Object outline annotations:
━━━━━━━━━━━━━━━━

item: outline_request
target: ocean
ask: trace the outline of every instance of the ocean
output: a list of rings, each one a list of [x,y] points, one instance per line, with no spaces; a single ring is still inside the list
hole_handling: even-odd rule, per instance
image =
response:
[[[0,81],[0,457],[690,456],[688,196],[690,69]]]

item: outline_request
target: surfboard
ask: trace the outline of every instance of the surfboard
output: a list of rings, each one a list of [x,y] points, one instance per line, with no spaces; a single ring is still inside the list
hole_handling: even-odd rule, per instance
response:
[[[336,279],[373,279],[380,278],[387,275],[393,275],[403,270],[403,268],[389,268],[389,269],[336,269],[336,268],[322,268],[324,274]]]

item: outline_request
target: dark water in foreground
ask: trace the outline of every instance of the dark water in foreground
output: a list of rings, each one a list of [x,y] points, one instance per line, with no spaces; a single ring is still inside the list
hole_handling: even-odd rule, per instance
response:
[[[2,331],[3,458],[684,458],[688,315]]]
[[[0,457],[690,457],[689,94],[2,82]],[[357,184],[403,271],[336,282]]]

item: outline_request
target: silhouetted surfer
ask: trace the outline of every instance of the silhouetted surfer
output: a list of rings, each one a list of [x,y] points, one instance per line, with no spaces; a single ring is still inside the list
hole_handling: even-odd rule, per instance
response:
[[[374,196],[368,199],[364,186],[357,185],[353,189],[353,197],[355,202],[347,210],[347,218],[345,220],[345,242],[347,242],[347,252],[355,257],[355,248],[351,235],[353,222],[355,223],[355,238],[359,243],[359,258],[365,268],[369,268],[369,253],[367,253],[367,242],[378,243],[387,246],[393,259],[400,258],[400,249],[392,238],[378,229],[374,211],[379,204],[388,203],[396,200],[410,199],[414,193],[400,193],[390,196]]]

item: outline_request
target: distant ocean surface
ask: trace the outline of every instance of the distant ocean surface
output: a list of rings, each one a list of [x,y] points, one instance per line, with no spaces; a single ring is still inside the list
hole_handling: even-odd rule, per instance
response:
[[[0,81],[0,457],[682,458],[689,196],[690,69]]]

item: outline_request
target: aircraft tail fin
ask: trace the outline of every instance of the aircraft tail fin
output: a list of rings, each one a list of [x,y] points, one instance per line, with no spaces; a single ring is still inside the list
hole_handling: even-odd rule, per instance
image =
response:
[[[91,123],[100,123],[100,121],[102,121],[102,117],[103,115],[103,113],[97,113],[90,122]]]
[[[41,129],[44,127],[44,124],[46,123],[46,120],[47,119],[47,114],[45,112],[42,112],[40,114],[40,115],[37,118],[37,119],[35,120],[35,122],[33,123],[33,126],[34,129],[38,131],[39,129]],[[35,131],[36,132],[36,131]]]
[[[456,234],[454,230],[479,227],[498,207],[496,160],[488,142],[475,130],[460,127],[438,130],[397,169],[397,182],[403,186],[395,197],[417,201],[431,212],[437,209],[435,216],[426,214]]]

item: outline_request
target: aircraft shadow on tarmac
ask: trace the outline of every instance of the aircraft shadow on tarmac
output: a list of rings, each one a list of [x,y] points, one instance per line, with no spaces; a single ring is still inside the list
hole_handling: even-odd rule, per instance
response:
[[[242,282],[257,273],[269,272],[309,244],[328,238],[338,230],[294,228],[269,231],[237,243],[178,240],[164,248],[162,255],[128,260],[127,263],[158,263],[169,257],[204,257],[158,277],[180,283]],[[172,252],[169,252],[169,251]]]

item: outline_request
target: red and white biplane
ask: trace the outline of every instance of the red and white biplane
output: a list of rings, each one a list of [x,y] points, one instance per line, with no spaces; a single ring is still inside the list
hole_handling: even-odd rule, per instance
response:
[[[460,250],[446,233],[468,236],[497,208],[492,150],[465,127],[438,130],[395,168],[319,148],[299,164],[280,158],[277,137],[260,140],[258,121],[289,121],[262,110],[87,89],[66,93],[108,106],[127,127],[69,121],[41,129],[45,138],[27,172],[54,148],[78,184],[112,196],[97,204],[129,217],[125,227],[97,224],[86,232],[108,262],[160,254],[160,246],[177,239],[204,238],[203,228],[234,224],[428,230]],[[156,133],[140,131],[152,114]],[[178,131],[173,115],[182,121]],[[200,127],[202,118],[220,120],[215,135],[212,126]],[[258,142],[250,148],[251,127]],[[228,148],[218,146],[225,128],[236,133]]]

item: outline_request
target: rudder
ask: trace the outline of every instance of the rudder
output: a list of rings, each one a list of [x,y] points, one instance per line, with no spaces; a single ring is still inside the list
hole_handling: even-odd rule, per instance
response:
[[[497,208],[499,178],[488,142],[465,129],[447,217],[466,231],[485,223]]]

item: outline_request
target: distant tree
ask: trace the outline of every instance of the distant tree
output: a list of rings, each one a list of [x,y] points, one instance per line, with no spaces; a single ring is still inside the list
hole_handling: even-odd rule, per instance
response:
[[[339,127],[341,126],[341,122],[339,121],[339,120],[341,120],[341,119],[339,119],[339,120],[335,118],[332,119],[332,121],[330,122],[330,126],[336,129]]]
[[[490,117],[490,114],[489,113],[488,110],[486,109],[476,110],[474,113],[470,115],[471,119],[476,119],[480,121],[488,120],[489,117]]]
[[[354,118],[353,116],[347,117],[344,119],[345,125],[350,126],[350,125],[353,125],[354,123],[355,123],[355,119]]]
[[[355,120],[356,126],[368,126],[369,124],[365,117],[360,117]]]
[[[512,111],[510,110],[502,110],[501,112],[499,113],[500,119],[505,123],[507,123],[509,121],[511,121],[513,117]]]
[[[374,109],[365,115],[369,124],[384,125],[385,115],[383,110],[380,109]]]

━━━━━━━━━━━━━━━━

### Work instructions
Set down every record above exactly as given.

### Response for this exercise
item: outline_request
target: ocean
ask: trace the outline of every instance of the ocean
output: a list of rings, each one a list of [x,y] points, one instance per line, with no spaces; a single ring is still inside the list
hole_handling: even-odd rule, per instance
image =
response:
[[[0,81],[0,457],[690,456],[688,196],[690,69]]]

item: outline_request
target: surfboard
ask: trace the outline of every instance of the surfboard
output: a list of rings, each one a list of [x,y] points, one instance per line, with no spaces; a single ring is still inside the list
hole_handling: even-odd rule, per instance
response:
[[[336,279],[373,279],[380,278],[387,275],[393,275],[403,270],[403,268],[389,268],[389,269],[336,269],[336,268],[322,268],[324,274]]]

item: outline_request
target: dark water in foreground
ask: trace the outline of every instance of the dark water in foreground
output: a list of rings, each one a list of [x,y] points, one instance per line, with no spaces; a single ring is still inside the list
hole_handling: even-odd rule, per instance
response:
[[[2,331],[3,458],[684,458],[688,315]]]
[[[0,457],[690,457],[689,94],[2,82]],[[357,184],[403,271],[336,282]]]

item: outline_request
target: silhouetted surfer
ask: trace the outline of every instance of the silhouetted surfer
output: a list of rings, each one a list of [x,y] points, one instance per line, with no spaces; a single ring is still inside the list
hole_handling: even-odd rule, per instance
response:
[[[374,196],[368,199],[364,186],[357,185],[353,189],[353,197],[355,202],[347,210],[347,218],[345,220],[345,242],[347,242],[347,252],[355,257],[355,248],[351,235],[353,222],[355,223],[355,238],[359,243],[359,258],[365,268],[369,268],[369,253],[367,253],[367,242],[378,243],[387,246],[393,259],[400,258],[400,249],[392,238],[378,229],[374,211],[379,204],[388,203],[396,200],[410,199],[414,193],[400,193],[390,196]]]

item: outline_request
target: distant ocean surface
ask: trace the outline of every instance of the distant ocean surface
output: a list of rings, each one a list of [x,y] points, one instance per line, with no spaces; a single ring is still inside the list
hole_handling: even-odd rule, per instance
response:
[[[0,81],[0,457],[682,458],[689,196],[690,69]]]

item: outline_request
target: aircraft tail fin
ask: trace the outline of every instance of the aircraft tail fin
output: a list of rings, each one a list of [x,y] points, one instance per line, with no spaces; a single ring is still inside the list
hole_handling: even-odd rule, per instance
image =
response:
[[[91,123],[100,123],[100,121],[102,121],[102,117],[103,115],[103,113],[97,113],[90,122]]]
[[[41,129],[44,127],[44,124],[46,123],[46,120],[47,119],[47,114],[45,112],[42,112],[40,114],[40,115],[37,118],[37,119],[35,120],[35,122],[33,123],[33,126],[34,129],[38,131],[39,129]],[[35,131],[36,132],[36,131]]]
[[[456,234],[454,230],[479,227],[498,207],[496,160],[488,142],[475,130],[460,127],[438,130],[397,169],[397,182],[403,186],[395,197],[417,201],[431,212],[437,209],[435,216],[426,214]]]

item: outline_request
target: aircraft shadow on tarmac
ask: trace the outline of every instance of the aircraft shadow on tarmac
output: a list of rings, each one a list of [x,y] points, one instance per line, with no spaces; a single ring is still inside the list
hole_handling: even-odd rule, per instance
response:
[[[242,282],[257,273],[269,272],[309,244],[328,238],[338,230],[294,228],[269,231],[237,243],[178,240],[164,248],[162,255],[128,260],[127,263],[158,263],[169,257],[204,257],[158,277],[180,283]],[[172,252],[169,252],[169,251]]]

item: outline_request
target: red and white biplane
ask: trace the outline of every instance of the red and white biplane
output: a list of rings, each one a list of [x,y] points, one instance per line, with no spaces; a single ring is still inside the list
hole_handling: even-odd rule, per instance
response:
[[[460,250],[446,233],[468,236],[497,208],[492,150],[465,127],[438,130],[395,168],[319,148],[299,164],[280,158],[277,137],[260,140],[258,121],[289,121],[262,110],[87,89],[66,93],[108,106],[127,127],[69,121],[41,129],[45,138],[27,172],[54,148],[78,184],[112,196],[97,204],[129,217],[125,227],[97,224],[86,232],[108,262],[160,254],[160,246],[177,239],[204,238],[203,228],[234,224],[428,230]],[[156,133],[140,131],[152,114]],[[178,131],[173,115],[182,121]],[[200,127],[202,118],[220,120],[215,135],[212,126]],[[258,142],[250,148],[251,127]],[[228,148],[218,146],[225,128],[236,133]]]

item: outline_request
target: rudder
ask: trace the outline of every instance of the rudder
output: a list of rings, each one a list of [x,y] points, one instance per line, with no spaces; a single ring is still inside the list
hole_handling: even-odd rule, per instance
response:
[[[497,208],[499,178],[488,142],[465,129],[447,217],[466,231],[485,223]]]

item: outline_request
target: distant tree
ask: trace the outline of every instance of the distant tree
output: a list of rings, each one a list of [x,y] points, one instance per line, with no spaces; a single ring is still inside the list
hole_handling: even-odd rule, per instance
response:
[[[339,127],[341,126],[341,122],[339,121],[339,120],[341,120],[341,119],[339,119],[339,120],[335,118],[332,119],[332,121],[330,122],[330,126],[336,129]]]
[[[490,117],[490,114],[489,113],[488,110],[486,109],[476,110],[474,113],[470,115],[471,119],[476,119],[480,121],[488,120],[489,117]]]
[[[354,118],[353,116],[347,117],[344,119],[345,125],[350,126],[350,125],[353,125],[354,123],[355,123],[355,119]]]
[[[355,120],[356,126],[368,126],[369,124],[365,117],[360,117]]]
[[[512,111],[510,110],[502,110],[501,112],[499,113],[500,119],[505,123],[507,123],[509,121],[511,121],[513,117]]]
[[[374,109],[365,115],[369,124],[384,125],[385,115],[383,110],[380,109]]]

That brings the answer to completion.